Start EXTRACTED RECORDS
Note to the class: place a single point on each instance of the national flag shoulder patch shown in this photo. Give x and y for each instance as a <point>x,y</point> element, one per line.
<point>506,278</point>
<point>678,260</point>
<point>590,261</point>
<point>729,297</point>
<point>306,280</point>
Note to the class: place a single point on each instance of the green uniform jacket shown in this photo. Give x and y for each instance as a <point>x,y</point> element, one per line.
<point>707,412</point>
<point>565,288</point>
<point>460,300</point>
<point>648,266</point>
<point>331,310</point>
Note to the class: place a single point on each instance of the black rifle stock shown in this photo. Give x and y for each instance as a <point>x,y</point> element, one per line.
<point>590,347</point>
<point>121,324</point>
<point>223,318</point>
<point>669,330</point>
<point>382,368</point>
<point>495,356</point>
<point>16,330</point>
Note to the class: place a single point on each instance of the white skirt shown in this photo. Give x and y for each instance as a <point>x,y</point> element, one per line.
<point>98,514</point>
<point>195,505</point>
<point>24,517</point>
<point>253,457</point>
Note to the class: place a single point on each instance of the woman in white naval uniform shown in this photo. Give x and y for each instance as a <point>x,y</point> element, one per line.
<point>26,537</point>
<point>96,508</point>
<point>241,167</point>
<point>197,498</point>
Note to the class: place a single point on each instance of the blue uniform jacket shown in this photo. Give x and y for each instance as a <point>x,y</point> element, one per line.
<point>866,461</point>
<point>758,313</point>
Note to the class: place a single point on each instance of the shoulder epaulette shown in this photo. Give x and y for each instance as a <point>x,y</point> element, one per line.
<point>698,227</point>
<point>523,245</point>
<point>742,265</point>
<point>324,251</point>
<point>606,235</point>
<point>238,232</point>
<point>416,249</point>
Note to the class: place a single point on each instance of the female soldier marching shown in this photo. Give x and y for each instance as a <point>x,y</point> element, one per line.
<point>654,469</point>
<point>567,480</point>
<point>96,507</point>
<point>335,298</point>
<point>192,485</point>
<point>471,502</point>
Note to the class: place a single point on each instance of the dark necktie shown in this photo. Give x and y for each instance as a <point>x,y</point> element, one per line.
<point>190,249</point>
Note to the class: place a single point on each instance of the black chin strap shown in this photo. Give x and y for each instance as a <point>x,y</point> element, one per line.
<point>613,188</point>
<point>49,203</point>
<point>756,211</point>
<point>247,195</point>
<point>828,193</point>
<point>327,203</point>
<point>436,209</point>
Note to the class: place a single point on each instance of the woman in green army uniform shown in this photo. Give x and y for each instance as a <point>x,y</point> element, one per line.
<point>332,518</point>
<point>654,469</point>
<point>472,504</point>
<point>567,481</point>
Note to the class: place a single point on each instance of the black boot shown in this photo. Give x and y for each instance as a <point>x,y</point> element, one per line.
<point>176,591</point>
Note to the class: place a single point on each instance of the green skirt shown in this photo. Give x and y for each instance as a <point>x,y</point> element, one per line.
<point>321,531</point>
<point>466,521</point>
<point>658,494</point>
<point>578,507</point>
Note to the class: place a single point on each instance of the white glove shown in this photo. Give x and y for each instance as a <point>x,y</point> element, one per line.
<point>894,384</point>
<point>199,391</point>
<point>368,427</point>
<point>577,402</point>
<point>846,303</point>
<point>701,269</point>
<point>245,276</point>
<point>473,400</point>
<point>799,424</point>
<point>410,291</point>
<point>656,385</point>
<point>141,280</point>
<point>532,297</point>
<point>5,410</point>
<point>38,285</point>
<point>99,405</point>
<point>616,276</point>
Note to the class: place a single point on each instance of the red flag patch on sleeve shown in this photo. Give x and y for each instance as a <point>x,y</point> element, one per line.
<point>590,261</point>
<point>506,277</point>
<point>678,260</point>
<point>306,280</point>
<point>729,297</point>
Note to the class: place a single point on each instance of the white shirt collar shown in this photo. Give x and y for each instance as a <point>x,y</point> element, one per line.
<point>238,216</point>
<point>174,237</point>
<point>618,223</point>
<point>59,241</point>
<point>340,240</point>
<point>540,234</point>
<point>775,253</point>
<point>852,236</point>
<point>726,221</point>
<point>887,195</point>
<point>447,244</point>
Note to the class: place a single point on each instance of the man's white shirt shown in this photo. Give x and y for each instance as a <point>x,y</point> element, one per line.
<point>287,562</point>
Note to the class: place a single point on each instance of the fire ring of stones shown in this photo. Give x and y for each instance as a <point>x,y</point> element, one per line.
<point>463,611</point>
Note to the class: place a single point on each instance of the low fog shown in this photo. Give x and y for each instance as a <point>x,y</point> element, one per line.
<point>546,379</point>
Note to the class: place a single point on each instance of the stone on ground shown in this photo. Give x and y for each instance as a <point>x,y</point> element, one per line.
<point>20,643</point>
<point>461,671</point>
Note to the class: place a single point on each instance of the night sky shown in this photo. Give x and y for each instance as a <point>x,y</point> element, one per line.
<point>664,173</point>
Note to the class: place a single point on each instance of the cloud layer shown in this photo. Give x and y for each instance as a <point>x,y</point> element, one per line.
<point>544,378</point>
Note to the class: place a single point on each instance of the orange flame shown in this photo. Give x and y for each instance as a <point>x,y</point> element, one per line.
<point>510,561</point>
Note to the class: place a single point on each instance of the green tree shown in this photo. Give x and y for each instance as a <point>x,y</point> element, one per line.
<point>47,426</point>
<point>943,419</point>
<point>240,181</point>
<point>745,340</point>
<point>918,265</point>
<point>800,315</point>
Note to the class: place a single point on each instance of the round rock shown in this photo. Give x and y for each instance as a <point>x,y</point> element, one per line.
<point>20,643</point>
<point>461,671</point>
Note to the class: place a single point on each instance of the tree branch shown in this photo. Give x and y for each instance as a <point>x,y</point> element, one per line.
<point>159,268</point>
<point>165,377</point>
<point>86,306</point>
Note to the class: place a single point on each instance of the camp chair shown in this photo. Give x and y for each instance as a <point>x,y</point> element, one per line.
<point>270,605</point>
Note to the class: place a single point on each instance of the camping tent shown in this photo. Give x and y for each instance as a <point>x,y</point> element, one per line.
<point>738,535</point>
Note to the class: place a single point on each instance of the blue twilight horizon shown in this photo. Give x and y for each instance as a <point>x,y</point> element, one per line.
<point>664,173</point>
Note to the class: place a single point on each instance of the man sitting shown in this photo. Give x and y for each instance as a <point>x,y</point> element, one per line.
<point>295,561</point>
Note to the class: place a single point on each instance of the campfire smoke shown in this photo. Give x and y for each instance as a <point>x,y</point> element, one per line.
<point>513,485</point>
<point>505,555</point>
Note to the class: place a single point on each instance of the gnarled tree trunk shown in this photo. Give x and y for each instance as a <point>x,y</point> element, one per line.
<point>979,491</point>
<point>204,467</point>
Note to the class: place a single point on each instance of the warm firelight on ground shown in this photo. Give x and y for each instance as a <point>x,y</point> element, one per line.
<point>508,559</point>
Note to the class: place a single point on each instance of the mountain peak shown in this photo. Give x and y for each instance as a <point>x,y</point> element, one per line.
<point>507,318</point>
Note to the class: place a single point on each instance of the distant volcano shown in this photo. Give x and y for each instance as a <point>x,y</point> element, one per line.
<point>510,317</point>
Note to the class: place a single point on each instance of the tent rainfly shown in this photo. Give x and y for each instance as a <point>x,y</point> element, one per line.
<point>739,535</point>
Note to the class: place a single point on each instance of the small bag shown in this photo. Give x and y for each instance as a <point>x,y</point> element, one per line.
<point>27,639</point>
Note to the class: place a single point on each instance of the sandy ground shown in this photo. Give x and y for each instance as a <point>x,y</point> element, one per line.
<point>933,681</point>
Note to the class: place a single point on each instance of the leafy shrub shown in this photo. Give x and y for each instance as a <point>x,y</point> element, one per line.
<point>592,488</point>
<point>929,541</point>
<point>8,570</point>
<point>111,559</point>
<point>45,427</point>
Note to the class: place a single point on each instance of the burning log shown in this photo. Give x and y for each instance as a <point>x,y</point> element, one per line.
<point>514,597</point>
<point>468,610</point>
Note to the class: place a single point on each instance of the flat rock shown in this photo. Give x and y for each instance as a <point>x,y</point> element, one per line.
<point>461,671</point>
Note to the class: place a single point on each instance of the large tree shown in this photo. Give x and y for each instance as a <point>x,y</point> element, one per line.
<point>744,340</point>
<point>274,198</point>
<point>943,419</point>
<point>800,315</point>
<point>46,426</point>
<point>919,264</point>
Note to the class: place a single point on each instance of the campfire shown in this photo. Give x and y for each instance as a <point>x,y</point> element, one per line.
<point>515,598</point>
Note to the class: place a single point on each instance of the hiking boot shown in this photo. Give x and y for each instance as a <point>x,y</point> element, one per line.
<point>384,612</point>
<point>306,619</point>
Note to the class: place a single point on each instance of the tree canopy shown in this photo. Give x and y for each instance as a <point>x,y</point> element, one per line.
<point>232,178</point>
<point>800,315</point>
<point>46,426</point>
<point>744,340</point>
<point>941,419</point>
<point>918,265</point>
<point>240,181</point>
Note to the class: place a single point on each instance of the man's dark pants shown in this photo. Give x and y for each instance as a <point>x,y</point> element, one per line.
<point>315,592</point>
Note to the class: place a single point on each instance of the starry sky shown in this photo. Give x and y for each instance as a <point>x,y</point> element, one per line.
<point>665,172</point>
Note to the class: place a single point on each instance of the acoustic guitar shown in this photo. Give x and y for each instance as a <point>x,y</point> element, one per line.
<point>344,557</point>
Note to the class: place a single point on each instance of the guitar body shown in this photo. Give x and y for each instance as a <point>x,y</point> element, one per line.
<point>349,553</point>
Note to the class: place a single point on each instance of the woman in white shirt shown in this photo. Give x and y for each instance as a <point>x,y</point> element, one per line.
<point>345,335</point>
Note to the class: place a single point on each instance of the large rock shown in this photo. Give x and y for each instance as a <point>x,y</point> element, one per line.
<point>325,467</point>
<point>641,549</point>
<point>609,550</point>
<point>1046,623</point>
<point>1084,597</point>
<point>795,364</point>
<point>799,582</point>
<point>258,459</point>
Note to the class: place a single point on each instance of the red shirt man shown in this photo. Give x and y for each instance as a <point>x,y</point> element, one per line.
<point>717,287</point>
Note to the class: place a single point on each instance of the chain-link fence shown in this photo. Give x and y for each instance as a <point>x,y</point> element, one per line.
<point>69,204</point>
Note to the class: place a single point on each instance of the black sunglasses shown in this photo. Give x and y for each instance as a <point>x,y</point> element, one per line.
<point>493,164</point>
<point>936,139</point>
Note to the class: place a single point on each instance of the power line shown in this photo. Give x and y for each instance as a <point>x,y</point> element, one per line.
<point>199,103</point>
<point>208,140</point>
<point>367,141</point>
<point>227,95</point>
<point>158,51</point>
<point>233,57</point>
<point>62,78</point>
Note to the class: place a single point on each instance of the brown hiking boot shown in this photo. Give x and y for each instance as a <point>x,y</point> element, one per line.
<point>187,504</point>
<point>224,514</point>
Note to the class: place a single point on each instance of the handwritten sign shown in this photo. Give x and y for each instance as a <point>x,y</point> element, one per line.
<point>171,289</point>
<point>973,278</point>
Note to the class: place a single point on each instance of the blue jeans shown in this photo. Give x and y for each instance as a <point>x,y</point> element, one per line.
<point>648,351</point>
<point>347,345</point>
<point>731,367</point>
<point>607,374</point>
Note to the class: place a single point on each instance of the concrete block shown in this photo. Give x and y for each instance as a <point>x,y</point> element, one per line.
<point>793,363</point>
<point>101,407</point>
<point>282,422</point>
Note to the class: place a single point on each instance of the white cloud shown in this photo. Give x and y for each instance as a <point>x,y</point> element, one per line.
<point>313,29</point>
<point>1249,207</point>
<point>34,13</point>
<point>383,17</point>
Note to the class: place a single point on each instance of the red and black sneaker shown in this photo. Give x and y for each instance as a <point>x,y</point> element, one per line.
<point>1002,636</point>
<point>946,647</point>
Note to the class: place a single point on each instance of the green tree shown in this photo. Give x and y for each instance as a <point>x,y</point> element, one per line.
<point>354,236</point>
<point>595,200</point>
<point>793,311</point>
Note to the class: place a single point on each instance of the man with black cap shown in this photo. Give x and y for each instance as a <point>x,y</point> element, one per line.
End EXTRACTED RECORDS
# EXERCISE INSTRUCTIONS
Copy every line of the records from the line containing "of the handwritten" through the line containing "<point>607,374</point>", not only the answers. Lower each coordinate in the answers by 13, and give nothing beyond that range.

# FULL ANSWER
Note to the class: place a single point on each instance of the handwritten sign shown in this photo. Give x and y for each instance as a <point>x,y</point> element, one per line.
<point>158,276</point>
<point>960,265</point>
Note to the class: place a single point on each instance of the blue jeans shown in this photo. Give x and y for each instance as a <point>x,y</point> element, one per line.
<point>635,338</point>
<point>334,332</point>
<point>718,354</point>
<point>594,361</point>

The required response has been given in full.